**REQUIRED WORK:** Count the lines in the material below that contain the string "surface", matching case exactly. Reply with the number only.

**DATASET:**
______
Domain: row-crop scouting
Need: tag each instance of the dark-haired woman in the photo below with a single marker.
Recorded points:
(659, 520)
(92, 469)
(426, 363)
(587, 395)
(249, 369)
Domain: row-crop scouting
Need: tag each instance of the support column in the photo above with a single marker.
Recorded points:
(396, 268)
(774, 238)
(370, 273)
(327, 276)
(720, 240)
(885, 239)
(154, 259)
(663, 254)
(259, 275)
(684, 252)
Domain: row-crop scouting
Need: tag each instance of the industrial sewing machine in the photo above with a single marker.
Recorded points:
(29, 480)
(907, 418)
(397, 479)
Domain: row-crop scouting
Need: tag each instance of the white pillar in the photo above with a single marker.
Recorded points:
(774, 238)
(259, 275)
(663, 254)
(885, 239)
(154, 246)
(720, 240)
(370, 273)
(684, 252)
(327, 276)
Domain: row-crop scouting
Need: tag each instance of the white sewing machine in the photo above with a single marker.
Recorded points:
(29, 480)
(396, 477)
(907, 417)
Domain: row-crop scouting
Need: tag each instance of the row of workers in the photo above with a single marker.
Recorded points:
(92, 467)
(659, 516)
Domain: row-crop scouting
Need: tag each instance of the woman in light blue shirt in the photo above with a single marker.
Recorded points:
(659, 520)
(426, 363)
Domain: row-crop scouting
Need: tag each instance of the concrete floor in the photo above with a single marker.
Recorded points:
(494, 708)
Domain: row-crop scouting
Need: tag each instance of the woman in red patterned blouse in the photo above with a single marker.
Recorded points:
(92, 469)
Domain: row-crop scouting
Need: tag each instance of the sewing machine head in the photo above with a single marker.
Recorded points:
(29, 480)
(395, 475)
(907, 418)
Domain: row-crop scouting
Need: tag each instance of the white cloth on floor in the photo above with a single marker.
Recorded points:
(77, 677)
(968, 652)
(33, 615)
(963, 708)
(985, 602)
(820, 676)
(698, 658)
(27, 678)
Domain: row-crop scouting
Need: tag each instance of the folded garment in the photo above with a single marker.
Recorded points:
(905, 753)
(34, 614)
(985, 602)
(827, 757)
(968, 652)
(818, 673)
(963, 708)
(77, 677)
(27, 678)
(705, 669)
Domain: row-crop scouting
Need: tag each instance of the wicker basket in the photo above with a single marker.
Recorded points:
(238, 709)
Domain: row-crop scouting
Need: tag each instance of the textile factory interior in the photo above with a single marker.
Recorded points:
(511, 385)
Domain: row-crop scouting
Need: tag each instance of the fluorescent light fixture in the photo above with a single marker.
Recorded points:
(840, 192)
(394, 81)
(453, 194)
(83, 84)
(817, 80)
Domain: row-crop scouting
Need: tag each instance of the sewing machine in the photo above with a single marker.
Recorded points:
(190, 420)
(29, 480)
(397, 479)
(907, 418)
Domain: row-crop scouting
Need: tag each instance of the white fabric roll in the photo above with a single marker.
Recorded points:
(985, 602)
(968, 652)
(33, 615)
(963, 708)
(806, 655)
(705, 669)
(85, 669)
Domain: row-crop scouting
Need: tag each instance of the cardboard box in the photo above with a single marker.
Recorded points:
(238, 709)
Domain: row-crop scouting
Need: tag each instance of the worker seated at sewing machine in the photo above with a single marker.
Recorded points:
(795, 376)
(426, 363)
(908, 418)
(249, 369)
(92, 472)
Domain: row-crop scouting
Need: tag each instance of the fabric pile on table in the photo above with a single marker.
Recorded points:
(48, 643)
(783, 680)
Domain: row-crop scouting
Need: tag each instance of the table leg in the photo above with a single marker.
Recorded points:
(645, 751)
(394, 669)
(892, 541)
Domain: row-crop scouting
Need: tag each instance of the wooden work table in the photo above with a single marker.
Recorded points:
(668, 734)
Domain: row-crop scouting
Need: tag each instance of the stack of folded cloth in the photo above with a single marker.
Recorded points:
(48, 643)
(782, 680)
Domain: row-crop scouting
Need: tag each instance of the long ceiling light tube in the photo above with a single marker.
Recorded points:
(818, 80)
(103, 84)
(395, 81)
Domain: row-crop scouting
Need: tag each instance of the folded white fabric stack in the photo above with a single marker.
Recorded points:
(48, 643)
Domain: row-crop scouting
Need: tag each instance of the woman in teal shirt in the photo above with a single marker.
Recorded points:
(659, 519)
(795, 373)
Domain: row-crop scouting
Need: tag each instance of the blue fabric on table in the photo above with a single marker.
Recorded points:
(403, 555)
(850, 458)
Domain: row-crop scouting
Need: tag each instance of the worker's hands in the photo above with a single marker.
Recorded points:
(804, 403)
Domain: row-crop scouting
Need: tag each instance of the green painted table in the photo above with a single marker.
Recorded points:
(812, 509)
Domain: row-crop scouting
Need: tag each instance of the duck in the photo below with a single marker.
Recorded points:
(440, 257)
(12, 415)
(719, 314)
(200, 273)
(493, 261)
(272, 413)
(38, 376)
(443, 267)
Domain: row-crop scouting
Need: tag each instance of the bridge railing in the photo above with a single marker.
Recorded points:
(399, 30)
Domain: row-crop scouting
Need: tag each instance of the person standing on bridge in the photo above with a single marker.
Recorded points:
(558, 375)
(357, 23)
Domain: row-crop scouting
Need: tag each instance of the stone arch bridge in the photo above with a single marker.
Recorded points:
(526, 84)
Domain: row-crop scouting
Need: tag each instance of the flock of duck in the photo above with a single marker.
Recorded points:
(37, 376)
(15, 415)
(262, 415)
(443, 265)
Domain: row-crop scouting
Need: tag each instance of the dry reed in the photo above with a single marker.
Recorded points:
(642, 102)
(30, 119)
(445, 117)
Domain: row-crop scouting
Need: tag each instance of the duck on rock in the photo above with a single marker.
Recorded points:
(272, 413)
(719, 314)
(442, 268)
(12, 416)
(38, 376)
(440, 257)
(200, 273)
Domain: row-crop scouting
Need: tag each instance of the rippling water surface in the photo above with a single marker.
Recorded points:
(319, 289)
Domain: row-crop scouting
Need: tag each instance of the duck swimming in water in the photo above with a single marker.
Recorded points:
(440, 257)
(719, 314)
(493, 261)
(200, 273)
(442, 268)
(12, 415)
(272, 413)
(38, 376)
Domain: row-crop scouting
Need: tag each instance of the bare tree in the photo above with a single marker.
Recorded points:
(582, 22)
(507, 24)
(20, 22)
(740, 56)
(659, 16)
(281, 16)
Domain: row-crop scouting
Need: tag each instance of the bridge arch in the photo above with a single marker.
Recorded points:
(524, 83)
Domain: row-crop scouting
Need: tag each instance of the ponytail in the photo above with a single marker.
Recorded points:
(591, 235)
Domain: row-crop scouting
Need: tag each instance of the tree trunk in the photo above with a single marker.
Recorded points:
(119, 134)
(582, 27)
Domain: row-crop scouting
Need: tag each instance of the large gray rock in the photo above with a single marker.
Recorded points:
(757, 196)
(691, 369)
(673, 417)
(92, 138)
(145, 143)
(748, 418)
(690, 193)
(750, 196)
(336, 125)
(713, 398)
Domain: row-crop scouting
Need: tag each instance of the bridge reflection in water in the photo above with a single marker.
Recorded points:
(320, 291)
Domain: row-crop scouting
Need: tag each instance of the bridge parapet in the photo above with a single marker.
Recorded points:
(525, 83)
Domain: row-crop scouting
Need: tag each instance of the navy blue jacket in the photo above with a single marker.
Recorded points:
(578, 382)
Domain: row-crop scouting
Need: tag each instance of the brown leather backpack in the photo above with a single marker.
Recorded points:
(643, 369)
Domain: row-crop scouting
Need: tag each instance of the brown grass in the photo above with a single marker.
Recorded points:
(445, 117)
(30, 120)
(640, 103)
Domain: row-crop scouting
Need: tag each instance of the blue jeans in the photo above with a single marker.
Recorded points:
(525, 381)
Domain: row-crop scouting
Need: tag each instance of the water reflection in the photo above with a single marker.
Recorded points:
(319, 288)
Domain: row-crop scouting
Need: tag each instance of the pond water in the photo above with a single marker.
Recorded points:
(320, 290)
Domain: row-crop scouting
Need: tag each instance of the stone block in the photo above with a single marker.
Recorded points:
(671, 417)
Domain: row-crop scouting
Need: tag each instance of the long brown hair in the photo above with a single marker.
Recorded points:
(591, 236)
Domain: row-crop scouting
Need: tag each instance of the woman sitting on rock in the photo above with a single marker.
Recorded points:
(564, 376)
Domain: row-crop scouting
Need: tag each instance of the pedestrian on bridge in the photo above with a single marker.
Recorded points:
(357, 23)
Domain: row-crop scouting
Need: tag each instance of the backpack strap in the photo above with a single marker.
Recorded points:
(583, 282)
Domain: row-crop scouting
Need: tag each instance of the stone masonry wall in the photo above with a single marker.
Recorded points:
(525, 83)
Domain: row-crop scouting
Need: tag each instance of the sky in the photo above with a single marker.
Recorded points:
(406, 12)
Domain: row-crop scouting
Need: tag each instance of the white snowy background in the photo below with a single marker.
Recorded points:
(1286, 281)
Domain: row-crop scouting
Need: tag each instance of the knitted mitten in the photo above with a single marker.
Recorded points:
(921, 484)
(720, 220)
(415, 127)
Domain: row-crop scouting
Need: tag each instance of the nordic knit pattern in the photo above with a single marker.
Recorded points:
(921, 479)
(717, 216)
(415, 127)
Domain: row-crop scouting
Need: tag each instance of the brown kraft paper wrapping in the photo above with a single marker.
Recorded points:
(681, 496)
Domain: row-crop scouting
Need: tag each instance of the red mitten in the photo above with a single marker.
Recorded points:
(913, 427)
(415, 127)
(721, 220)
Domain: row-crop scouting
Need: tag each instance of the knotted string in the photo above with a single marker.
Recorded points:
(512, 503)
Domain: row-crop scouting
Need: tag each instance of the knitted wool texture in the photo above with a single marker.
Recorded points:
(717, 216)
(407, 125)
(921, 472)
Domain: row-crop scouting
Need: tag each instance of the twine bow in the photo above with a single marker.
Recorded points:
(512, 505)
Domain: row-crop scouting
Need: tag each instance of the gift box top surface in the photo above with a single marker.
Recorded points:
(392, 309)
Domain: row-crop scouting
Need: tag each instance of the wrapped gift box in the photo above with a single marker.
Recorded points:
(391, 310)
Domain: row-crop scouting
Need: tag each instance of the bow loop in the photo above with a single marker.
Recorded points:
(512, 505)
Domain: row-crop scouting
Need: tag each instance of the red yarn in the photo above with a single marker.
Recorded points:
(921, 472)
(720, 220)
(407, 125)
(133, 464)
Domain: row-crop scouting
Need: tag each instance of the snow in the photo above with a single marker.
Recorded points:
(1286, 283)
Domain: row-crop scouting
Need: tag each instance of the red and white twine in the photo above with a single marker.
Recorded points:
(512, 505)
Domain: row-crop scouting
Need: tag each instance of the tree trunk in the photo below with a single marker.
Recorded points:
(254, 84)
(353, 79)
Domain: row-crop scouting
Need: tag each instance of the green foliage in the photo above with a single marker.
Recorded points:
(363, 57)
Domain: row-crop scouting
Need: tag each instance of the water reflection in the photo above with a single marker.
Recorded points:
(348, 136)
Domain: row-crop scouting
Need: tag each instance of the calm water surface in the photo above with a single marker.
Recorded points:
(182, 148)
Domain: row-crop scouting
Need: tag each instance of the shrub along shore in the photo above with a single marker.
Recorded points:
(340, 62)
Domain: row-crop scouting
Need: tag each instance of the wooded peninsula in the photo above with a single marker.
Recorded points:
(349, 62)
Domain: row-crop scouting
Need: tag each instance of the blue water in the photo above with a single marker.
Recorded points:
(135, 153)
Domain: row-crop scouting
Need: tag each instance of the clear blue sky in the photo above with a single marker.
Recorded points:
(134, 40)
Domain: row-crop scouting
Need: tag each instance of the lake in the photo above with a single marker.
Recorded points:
______
**FINISHED TASK:** 3